EXTRACTED TEXT:
* * * *
TRIANGLES - Q&A

1. In quadrilateral ACBD, AC = AD and AB bisects ∠ A (see Fig. 7.16). Show that Δ ABC ≅ Δ ABD. What can you say about BC and BD?

Given:
In quadrilateral ACBD, AC = AD.
AB bisects ∠ A, which means ∠ CAB = ∠ DAB.

To Prove: Δ ABC ≅ Δ ABD.

Proof:
In Δ ABC and Δ ABD,
1. AC = AD (Given)
2. ∠ CAB = ∠ DAB (Since AB bisects ∠ A)
3. AB = AB (Common side)

Therefore, by SAS (Side-Angle-Side) congruence rule,
Δ ABC ≅ Δ ABD.

Since the triangles are congruent, their corresponding parts are equal (CPCT - Corresponding Parts of Congruent Triangles).
Therefore, BC = BD.
* * * *
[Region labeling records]
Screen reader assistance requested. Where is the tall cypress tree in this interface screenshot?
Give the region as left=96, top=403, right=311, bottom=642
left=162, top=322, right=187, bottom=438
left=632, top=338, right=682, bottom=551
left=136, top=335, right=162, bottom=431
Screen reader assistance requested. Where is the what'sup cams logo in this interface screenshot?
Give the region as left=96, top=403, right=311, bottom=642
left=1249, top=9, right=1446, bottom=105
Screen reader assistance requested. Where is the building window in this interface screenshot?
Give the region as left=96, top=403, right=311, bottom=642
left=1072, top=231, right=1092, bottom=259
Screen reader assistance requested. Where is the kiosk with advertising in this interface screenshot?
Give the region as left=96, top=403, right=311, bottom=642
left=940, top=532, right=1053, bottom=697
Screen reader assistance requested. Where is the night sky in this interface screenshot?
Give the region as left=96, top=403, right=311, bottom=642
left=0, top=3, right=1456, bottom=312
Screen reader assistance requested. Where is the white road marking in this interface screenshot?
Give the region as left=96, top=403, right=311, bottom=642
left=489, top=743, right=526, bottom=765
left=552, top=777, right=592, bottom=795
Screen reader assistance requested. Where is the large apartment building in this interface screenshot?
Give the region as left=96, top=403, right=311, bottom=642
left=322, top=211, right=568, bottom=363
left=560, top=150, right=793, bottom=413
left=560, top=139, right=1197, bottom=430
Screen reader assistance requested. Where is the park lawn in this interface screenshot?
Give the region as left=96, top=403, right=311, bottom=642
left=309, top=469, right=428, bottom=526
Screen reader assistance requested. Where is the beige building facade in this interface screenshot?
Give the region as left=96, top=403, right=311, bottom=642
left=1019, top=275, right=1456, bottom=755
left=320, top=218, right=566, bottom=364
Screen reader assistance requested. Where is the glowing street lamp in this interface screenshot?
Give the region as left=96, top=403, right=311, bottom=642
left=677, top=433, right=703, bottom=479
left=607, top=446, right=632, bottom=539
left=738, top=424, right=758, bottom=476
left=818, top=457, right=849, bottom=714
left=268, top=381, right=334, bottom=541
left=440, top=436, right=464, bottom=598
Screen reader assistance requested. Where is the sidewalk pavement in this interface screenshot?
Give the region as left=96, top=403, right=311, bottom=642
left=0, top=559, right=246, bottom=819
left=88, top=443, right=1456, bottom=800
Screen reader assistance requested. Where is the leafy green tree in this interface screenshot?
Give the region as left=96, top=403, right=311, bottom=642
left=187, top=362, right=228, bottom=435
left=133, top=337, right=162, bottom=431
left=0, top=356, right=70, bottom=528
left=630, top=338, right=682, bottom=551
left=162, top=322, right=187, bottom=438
* * * *
THE PROBLEM:
Condense the paragraph of the triangles Q&A that begins "Since the triangles are congruent" into one shorter sentence that keeps its main facts.

TASK RESPONSE:
As Δ ABC ≅ Δ ABD, corresponding parts are equal by CPCT, so BC = BD.